##### TRECHO FORNECIDO
Todas as funções psicointelectuais superiores aparecem duas vezes no decurso do desenvolvimento da criança: a primeira vez, nas atividades coletivas, nas atividades sociais, ou seja, como funções interpsíquicas; a segunda, nas atividades individuais, como propriedades internas do pensamento da criança, ou seja, como funções intrapsíquicas (VYGOTSKY, 2006, p. 114).

Estas abordagens colocam a linguagem, a cultura, a escola e o professor como principais elementos mediadores para o desenvolvimento das funções psicológicas superiores, visto que as funções interpsíquicas ocorrem sob a influência do meio externo, e as funções intrapsíquicas por meio de um processo interacional, isto é, construído nas vivências da criança que se apropria dos produtos socioculturais, transformando-os e internalizando-os.

A internalização dessas significações culturais implica, porém, da parte da criança, sua reelaboração em função dos seus próprios referenciais semânticos. Vygotsky chama isso de sentido pessoal das palavras, que ele contrapõe ao significado socialmente estabelecido. Dentro de tal meio culturalmente estruturado (significativo) e personalizado (pleno de sentido) a criança em desenvolvimento inventa (ou reinventa, por imitação) novas formas de agir e de pensar, das quais só são retidas aquelas que acabam sendo aceitas pela criança e pelo seu meio social (PINO, 1993, p.22).

O processo de internalização não pode ser compreendido como um simples processo de aprendizagem, nem de transferência de conhecimentos ou práticas sociais como reprodução, mas num processo complexo de reconstituição daquilo que já está construído pela humanidade, sendo um processo de natureza semiótica (PINO, 1993).

Para Smolka (1996), o desenvolvimento do psiquismo está diretamente relacionado aos signos, isto é, o indivíduo está imerso num mundo de signos e numa realidade discursiva para os quais se atribui significação com alteridade neste processo de aprendizagem e internalização.

Vygotsky (2000, p. 169) afirma que “o desenvolvimento da linguagem é, antes de tudo, a história da formação de uma das funções mais importantes do comportamento cultural da criança, que é fundamental na acumulação de sua experiência cultural”, considerando-a uma função psicológica superior.
##########
##### DADOS
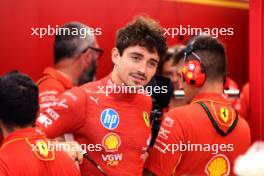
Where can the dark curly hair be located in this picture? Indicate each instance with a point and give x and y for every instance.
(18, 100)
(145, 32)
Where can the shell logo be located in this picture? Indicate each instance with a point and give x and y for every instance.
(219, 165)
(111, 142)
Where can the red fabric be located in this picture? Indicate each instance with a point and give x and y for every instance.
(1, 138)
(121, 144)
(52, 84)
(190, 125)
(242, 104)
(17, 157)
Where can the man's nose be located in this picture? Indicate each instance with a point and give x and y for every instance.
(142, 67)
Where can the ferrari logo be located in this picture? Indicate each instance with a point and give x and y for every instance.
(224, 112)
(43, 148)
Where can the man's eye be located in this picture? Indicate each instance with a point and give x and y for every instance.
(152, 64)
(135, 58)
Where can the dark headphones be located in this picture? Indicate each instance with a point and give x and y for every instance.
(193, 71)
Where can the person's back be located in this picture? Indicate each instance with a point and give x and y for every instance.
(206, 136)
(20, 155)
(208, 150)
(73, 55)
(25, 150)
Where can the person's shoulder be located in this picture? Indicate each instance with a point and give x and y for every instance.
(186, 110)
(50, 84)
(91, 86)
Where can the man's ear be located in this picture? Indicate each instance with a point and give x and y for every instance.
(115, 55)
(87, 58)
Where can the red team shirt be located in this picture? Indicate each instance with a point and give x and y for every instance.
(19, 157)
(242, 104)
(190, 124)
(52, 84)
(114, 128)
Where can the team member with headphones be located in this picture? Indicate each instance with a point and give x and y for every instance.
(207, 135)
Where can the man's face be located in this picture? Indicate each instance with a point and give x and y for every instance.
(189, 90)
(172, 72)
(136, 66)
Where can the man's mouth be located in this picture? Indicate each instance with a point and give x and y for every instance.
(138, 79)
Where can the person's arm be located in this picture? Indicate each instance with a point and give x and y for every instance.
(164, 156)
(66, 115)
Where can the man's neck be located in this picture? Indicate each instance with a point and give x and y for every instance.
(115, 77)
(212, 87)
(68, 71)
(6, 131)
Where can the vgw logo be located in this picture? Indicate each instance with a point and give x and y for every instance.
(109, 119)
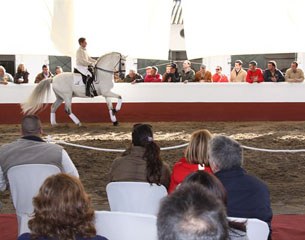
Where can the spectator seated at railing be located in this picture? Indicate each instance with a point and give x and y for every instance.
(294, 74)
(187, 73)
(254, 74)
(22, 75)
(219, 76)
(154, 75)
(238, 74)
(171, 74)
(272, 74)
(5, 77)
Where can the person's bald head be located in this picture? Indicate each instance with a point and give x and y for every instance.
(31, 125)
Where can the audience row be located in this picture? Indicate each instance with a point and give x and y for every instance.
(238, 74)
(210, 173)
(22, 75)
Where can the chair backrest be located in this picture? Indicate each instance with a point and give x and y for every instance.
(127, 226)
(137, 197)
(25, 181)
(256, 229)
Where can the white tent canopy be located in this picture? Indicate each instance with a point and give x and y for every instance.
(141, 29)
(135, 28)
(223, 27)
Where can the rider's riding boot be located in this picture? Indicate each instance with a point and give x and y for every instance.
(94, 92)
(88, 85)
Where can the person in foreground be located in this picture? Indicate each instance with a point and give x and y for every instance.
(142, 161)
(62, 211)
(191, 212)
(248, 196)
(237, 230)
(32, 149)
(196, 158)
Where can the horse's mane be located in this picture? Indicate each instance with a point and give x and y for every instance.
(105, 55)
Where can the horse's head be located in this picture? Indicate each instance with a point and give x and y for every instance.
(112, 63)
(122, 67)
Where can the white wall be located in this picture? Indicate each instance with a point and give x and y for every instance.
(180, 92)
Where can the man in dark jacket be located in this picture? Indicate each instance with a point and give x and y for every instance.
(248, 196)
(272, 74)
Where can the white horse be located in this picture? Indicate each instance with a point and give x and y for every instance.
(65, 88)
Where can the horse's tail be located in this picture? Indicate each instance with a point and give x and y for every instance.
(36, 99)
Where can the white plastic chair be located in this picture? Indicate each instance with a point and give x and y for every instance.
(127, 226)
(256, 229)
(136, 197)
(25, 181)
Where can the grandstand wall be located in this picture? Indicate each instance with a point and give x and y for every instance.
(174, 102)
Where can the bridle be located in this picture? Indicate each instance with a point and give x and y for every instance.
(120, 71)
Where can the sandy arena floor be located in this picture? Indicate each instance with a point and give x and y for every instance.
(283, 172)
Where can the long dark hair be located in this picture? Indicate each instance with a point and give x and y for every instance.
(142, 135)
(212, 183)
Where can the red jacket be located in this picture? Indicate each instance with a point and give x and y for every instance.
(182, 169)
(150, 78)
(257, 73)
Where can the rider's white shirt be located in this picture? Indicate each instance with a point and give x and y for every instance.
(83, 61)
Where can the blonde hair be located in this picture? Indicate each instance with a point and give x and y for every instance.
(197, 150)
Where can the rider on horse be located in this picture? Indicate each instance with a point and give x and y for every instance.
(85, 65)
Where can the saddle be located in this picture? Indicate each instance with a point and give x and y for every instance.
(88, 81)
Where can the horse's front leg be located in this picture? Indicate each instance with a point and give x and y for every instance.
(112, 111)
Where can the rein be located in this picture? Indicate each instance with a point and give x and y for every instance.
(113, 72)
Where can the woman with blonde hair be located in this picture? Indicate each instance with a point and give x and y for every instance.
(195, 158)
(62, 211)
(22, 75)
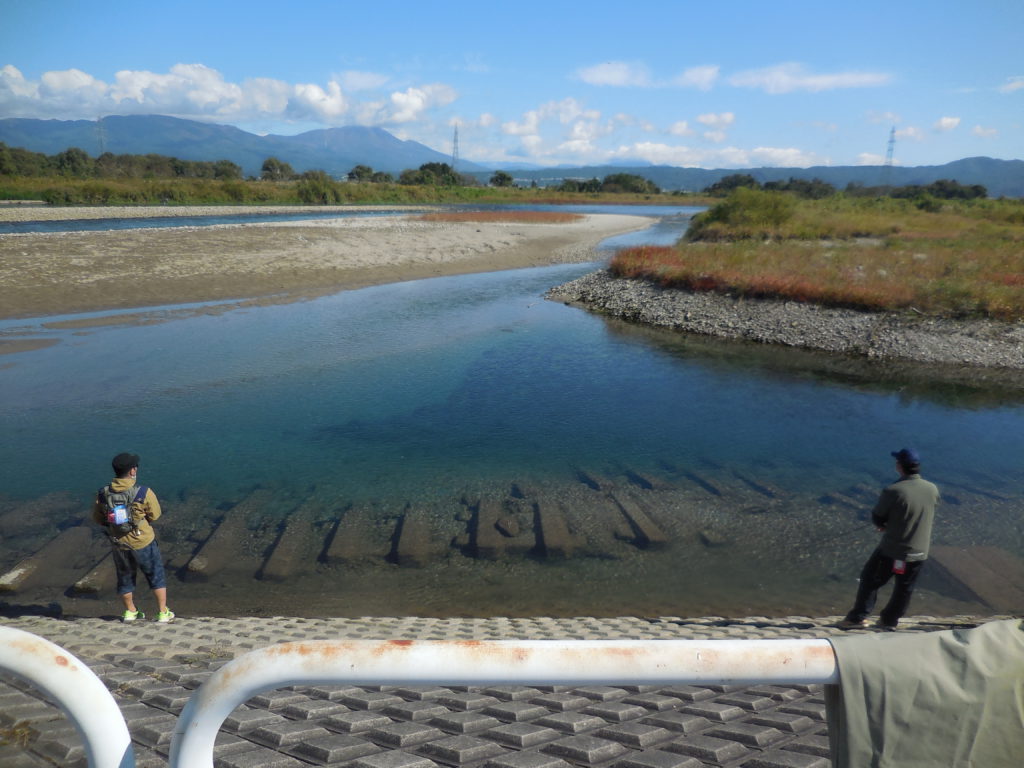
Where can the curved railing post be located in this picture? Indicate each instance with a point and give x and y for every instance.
##########
> TAREFA
Retome o trecho fornecido sobre a internalização e as funções psicológicas superiores e continue-o a partir da última frase.

> RESULTADO
Bakhtin (2006, p. 115) refere-se à linguagem considerando que “a palavra é uma ponte lançada entre mim e os outros”. Portanto, concebemos que a escola é a instituição que tem como um de seus objetivos  estabelecer este elo entre o aluno e a linguagem, para isso é necessário que o professor compreenda os processos de apropriação e elaboração da aprendizagem, levando-se em consideração o que a criança já sabe, partindo daí para novas aquisições, o que Vygotsky (2010) denomina de zonas de desenvolvimento.

Segundo Vygotsky (2010) existem as zonas de desenvolvimento real, proximal ou iminente. A zona de desenvolvimento real quando a criança resolve seus problemas independente do outro. E a zona de desenvolvimento proximal ou iminente, segundo Prestes (2012, p. 205) tem como sua característica essencial desenvolver suas funções intelectuais tendo a colaboração de outra pessoa em determinados períodos de sua vida.

Vygotsky (2010 p. 98) refere-se ao desenvolvimento iminente como “flores ou brotos do desenvolvimento”, quer dizer que ainda não são os “frutos” do amadurecimento, mas indicativos dele.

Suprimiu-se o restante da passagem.